>>

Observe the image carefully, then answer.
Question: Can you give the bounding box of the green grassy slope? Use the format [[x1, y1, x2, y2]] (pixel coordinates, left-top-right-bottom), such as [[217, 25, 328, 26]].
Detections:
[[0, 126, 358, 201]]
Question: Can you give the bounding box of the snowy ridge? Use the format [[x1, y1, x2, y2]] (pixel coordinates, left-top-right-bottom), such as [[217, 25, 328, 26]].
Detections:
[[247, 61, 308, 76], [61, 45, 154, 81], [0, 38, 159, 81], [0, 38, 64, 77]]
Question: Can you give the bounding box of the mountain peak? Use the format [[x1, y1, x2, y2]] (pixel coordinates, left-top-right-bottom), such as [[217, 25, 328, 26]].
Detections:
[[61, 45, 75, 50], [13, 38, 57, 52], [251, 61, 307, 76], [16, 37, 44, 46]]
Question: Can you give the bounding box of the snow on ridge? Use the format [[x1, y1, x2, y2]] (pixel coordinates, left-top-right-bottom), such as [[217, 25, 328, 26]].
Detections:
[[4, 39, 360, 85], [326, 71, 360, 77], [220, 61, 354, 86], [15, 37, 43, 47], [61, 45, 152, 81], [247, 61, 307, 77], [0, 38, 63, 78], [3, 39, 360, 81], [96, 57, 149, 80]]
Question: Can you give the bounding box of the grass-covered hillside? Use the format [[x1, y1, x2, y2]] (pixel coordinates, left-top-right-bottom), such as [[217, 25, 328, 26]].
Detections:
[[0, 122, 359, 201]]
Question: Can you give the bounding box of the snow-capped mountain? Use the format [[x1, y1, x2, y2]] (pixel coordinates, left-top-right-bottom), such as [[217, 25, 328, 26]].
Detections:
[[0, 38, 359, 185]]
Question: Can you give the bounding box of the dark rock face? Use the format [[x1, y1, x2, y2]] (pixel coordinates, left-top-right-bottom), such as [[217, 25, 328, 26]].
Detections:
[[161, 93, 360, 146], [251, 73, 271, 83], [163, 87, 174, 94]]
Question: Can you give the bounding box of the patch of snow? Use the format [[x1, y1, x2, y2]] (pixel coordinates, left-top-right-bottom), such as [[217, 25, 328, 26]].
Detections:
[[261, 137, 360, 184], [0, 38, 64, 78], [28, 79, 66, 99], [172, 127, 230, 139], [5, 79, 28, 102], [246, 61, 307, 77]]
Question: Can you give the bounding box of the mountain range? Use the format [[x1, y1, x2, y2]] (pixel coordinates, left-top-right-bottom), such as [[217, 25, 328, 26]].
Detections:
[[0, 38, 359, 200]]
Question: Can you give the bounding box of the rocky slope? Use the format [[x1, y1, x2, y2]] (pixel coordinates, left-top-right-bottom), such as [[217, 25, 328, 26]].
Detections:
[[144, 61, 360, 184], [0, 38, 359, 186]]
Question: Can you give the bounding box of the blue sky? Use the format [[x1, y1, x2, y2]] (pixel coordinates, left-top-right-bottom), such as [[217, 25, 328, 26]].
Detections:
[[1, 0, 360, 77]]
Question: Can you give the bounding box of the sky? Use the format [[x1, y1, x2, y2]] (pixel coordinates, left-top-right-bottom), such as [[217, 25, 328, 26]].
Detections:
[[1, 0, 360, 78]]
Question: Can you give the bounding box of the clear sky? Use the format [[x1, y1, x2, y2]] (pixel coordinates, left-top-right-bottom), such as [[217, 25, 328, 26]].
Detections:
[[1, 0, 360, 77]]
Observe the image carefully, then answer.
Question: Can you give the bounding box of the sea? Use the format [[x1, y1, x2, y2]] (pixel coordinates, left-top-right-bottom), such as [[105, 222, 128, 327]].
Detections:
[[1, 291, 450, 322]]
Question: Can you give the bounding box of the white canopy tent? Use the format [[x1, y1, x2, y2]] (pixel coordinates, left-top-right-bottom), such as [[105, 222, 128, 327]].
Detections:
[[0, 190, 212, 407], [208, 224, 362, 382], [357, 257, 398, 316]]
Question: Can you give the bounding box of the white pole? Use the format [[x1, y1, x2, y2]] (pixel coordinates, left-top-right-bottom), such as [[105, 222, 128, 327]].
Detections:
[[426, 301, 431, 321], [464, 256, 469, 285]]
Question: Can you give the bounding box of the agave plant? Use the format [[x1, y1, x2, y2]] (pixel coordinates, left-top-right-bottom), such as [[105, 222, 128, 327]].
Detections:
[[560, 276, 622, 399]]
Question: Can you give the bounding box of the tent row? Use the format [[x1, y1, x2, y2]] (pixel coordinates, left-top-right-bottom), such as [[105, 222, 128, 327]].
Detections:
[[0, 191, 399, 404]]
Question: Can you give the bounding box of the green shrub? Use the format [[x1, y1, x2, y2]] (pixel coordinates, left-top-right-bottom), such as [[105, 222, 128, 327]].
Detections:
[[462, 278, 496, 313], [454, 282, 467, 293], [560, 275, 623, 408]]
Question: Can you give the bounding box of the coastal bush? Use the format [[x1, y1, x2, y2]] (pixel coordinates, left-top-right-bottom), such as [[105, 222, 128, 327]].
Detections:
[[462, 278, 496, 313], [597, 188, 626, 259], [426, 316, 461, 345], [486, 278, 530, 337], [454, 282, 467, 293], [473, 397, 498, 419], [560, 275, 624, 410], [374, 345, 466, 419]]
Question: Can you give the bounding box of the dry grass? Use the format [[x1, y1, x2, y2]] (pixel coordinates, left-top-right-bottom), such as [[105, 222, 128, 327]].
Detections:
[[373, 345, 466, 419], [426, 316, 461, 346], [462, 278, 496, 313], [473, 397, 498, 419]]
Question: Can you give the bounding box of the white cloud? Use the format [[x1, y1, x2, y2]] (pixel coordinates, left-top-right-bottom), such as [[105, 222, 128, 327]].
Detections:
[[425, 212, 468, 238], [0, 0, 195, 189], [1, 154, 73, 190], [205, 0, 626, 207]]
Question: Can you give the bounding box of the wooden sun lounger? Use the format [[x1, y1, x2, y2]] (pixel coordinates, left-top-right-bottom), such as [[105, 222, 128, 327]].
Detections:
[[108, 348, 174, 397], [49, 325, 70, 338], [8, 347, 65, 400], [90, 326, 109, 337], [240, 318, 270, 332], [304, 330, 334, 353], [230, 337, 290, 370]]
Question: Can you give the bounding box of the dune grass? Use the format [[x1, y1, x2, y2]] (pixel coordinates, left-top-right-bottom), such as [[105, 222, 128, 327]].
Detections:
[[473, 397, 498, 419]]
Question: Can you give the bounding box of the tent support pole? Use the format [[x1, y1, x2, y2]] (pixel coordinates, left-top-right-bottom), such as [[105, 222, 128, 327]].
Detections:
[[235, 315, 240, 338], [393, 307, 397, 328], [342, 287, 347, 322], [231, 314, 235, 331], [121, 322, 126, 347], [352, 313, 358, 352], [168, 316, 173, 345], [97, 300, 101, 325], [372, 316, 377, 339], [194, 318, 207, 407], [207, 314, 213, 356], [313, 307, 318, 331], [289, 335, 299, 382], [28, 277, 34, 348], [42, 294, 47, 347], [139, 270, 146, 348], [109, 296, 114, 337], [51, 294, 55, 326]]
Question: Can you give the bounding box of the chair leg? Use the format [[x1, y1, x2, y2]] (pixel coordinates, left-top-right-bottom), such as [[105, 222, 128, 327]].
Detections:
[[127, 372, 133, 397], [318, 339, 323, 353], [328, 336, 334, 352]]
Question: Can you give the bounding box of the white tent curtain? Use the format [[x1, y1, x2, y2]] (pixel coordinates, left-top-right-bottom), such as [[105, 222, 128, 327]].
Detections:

<<

• Required action: If a line in the records contains "green", report it.

• Answer to this exercise:
Question: Can you give the bounding box of the green grassy slope? Use the format [[x1, y1, x2, y2]] (pixel coordinates, left-top-right-bottom), such as [[217, 25, 328, 26]].
Question: Can you give the bounding box of the green shrub? Use the format [[x1, y1, x2, y2]] (pixel coordinates, left-top-right-bottom), such as [[105, 222, 128, 327]].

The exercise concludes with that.